EXCERPTED TEXT:
>> Start

After three months of being on his own, Batista turns to spiritual enlightenment to lessen his pain. He claims to be Dexter's best friend, much to Dexter's confusion, as he has never given Batista any reason to think so. However, Dexter eventually admits that Batista is the closest thing he has ever had to a real friend.

Season two
In season two, Batista and the rest of the department try their best to alleviate the grief from families of the Bay Harbor Butcher victims. He becomes especially involved in one case of a suspected murderer named Oscar Sota. When he talks to Sota's widow (Bertila Damas) in his office, he ends up having a heated and frustrating argument with her about what her husband was actually doing to be targeted by the Butcher. Feeling guilty, he goes to her house and offers her a sincere apology. She begins to trust Batista, and offers him more details on the case.

He eventually takes an interest in Dexter's on-off lover Lila Tournay (Jaime Murray), and asks her out after she and Dexter break up.  Unbeknownst to Batista, however, Lila is only using him to get close to Dexter. To that end, she takes Rohypnol after having rough sex with Batista, and then accuses him of date rape. Batista is terrified of being convicted, as it will ruin his career and his life. After Dexter kills Lila, the charges are dropped, much to Batista's relief. During an awkward but heartfelt conversation, Dexter tells Batista that if he were "normal", he would want to be a man like him.

Season three
In season three, Batista is promoted to Sergeant and made the department's new lead case investigator to replace the now-deceased Doakes. However, it appears as his life as a divorced father is beginning to take its toll; he risks his career to get a hooker who turns out to be an undercover cop. After persistent but gentlemanly advances, Batista begins a relationship with the officer, Barbara Gianna (Kristin Dattilo). He so fears losing her that he begins acting irrationally, leaving her a long-winded message begging forgiveness for having to cancel dinner because of work. However, Barbara finds this funny, brings him a take-out dinner, and their relationship appears strong. After she is assaulted, Batista gets in a violent altercation with the man who hurt her, but Dexter intervenes and calms him down.  He attends Dexter's wedding with Barbara as his date.

Season four
By the start of season four, it appears that Batista and Barbara have amicably split, and he is now romantically involved with his Lieutenant, Maria LaGuerta (Lauren Vélez). Neither wishes for their relationship to become public, in fear of losing their jobs and "defining something indefinable". He looks to Dexter for advice, and he then becomes an involuntary counselor between the two. Toward the end of the season, they secretly get married with Dexter as witness.

>> End

THINGS TO DO:
1. In the passage about Batista, rewrite the part between "He eventually takes" and "man like him.", inclusive, changing "Rohypnol" to "a sedative".
2. Does the passage about Batista support each statement below? Answer yes or no for each and quote the words that decide it.
(a) Batista is promoted to Sergeant in season three.
(b) Dexter is the witness when Batista and LaGuerta secretly marry.
(c) Batista and Barbara part on hostile terms.

ENTRIES PROVIDED:

>> Start

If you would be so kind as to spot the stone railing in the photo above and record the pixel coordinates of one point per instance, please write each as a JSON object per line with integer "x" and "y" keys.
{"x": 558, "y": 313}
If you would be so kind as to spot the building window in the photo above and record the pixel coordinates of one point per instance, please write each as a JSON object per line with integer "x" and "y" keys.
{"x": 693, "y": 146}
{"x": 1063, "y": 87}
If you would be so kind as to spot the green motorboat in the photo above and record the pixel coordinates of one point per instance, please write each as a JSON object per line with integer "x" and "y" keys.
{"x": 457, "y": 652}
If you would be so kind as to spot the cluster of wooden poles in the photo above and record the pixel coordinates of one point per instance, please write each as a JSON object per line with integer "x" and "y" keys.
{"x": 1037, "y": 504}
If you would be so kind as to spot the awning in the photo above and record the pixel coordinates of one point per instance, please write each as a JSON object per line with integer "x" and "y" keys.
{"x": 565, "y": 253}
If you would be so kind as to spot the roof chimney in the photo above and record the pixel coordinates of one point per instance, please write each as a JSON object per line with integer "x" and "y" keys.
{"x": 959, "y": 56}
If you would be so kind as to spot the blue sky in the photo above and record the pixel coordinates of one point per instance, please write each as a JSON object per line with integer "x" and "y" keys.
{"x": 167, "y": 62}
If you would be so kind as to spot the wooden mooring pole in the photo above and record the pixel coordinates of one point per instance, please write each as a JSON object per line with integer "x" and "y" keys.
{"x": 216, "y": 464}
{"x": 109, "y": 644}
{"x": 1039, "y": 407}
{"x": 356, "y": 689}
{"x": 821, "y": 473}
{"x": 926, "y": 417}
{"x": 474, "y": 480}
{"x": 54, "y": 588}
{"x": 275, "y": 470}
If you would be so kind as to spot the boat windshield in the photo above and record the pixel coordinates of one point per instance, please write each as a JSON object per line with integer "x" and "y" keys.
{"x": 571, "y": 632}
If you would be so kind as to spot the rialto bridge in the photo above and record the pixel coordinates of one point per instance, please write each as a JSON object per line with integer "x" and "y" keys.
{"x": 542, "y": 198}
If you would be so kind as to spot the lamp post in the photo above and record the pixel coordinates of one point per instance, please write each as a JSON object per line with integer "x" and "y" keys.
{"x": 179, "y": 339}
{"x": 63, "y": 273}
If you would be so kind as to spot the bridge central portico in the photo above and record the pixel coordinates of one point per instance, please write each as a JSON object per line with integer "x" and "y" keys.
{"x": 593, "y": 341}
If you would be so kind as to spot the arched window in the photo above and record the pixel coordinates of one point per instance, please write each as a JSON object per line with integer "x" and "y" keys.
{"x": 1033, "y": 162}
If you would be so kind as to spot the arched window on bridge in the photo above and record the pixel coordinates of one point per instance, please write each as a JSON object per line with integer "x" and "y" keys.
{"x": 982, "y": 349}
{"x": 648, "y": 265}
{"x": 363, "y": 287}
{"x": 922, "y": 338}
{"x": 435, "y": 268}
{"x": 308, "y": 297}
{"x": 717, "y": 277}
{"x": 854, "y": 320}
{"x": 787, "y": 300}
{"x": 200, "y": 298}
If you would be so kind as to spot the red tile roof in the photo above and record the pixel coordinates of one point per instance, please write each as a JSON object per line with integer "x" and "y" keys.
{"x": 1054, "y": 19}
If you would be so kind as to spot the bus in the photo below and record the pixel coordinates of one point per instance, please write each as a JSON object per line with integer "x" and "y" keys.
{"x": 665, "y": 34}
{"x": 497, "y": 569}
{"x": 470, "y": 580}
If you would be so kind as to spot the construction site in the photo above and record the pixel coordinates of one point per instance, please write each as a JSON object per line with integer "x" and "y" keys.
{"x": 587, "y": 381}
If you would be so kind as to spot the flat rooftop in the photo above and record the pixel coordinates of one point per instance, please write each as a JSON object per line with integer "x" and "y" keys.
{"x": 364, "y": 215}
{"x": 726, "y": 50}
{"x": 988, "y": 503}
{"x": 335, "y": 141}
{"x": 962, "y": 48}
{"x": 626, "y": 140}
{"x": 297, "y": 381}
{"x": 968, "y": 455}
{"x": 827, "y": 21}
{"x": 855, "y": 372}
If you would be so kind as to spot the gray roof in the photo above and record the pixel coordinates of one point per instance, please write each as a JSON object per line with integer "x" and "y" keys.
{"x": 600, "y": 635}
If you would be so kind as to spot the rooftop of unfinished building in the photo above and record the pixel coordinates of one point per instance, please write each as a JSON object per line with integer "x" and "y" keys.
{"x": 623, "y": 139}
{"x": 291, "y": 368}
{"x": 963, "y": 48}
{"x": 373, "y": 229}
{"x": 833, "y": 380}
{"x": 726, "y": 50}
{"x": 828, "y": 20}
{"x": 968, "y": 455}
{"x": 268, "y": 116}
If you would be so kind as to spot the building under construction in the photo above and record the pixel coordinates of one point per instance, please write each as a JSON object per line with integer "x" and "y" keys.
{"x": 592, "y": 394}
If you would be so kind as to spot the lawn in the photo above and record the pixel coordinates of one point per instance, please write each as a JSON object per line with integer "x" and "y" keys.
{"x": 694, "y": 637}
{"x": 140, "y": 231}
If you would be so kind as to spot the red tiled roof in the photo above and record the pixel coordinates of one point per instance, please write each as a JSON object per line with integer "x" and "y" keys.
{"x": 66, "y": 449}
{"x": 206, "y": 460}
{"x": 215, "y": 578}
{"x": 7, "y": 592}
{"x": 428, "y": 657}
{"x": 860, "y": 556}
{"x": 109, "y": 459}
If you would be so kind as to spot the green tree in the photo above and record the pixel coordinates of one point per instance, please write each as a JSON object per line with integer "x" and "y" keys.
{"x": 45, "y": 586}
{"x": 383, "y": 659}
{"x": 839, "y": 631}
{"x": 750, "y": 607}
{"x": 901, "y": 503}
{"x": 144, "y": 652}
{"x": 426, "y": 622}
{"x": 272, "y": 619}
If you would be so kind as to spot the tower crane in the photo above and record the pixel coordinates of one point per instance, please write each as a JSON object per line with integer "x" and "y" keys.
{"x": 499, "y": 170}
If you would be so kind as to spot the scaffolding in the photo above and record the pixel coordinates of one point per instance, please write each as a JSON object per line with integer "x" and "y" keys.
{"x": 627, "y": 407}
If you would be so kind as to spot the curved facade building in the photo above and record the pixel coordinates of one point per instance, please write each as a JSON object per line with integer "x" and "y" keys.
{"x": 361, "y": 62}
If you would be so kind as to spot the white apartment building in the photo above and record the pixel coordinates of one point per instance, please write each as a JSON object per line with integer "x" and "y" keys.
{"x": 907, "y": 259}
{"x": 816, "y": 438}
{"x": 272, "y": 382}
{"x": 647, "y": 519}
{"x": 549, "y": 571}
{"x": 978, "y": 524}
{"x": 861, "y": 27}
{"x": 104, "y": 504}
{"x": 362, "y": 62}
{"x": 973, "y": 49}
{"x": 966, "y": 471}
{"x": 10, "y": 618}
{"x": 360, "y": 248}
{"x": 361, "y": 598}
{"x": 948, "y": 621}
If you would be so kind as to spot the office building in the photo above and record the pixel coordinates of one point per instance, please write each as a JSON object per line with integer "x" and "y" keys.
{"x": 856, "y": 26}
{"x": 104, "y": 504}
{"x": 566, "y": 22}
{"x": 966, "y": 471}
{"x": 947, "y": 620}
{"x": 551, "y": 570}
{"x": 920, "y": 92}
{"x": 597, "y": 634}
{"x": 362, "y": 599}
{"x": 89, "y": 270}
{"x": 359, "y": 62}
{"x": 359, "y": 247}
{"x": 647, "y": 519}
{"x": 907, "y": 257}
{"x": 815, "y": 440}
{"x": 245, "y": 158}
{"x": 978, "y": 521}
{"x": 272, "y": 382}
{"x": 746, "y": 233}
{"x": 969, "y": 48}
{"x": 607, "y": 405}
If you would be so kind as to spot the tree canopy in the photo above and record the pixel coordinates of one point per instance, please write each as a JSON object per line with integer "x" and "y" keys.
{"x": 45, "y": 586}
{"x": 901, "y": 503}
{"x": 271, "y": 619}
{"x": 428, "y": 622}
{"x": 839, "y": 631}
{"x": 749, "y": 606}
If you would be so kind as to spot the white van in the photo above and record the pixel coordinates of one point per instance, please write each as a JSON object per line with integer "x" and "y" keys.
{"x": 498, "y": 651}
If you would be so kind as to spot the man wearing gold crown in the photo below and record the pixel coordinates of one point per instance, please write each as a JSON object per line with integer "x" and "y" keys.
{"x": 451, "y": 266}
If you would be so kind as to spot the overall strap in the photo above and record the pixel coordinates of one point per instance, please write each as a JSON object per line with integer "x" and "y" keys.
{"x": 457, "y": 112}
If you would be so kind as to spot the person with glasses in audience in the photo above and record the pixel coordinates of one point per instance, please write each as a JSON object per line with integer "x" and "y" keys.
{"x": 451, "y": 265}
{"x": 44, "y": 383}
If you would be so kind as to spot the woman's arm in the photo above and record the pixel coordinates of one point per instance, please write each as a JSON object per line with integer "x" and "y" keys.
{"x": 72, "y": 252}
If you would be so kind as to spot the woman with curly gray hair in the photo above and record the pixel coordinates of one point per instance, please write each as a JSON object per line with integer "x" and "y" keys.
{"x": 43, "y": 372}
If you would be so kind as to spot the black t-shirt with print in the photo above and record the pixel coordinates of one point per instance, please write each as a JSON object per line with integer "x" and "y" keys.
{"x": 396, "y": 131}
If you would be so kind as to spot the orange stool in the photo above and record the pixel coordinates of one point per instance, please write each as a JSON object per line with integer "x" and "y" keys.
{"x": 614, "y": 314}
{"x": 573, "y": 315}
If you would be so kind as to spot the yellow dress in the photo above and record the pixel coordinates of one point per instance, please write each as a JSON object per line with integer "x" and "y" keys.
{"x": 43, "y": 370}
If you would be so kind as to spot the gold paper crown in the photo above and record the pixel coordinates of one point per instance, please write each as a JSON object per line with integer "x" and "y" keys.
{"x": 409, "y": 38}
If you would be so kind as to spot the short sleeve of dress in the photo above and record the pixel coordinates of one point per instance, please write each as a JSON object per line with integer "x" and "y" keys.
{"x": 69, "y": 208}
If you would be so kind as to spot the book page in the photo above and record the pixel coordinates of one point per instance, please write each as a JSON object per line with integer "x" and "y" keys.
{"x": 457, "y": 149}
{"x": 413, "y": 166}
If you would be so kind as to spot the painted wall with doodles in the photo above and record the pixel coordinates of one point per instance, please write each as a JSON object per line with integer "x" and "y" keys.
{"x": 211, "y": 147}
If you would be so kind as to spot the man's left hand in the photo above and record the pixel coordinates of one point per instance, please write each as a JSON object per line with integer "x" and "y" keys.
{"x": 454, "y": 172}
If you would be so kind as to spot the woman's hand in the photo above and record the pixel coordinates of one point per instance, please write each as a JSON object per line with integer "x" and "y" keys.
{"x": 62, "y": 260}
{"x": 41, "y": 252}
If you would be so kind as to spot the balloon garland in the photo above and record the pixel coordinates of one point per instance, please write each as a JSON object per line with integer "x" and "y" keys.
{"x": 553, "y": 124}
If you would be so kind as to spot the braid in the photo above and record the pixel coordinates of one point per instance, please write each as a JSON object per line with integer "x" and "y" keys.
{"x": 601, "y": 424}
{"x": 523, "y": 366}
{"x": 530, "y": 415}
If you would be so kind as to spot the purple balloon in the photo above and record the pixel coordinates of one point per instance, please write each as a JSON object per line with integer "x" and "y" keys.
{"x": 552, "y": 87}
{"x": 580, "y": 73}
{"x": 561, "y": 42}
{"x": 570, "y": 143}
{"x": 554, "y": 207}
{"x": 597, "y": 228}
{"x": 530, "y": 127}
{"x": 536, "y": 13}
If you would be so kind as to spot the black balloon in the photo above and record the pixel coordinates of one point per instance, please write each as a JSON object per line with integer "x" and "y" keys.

>> End

FULL ANSWERS:
1.
He eventually takes an interest in Dexter's on-off lover Lila Tournay (Jaime Murray), and asks her out after she and Dexter break up.  Unbeknownst to Batista, however, Lila is only using him to get close to Dexter. To that end, she takes a sedative after having rough sex with Batista, and then accuses him of date rape. Batista is terrified of being convicted, as it will ruin his career and his life. After Dexter kills Lila, the charges are dropped, much to Batista's relief. During an awkward but heartfelt conversation, Dexter tells Batista that if he were "normal", he would want to be a man like him.

2.
(a) Yes: "In season three, Batista is promoted to Sergeant"
(b) Yes: "they secretly get married with Dexter as witness"
(c) No: "Batista and Barbara have amicably split"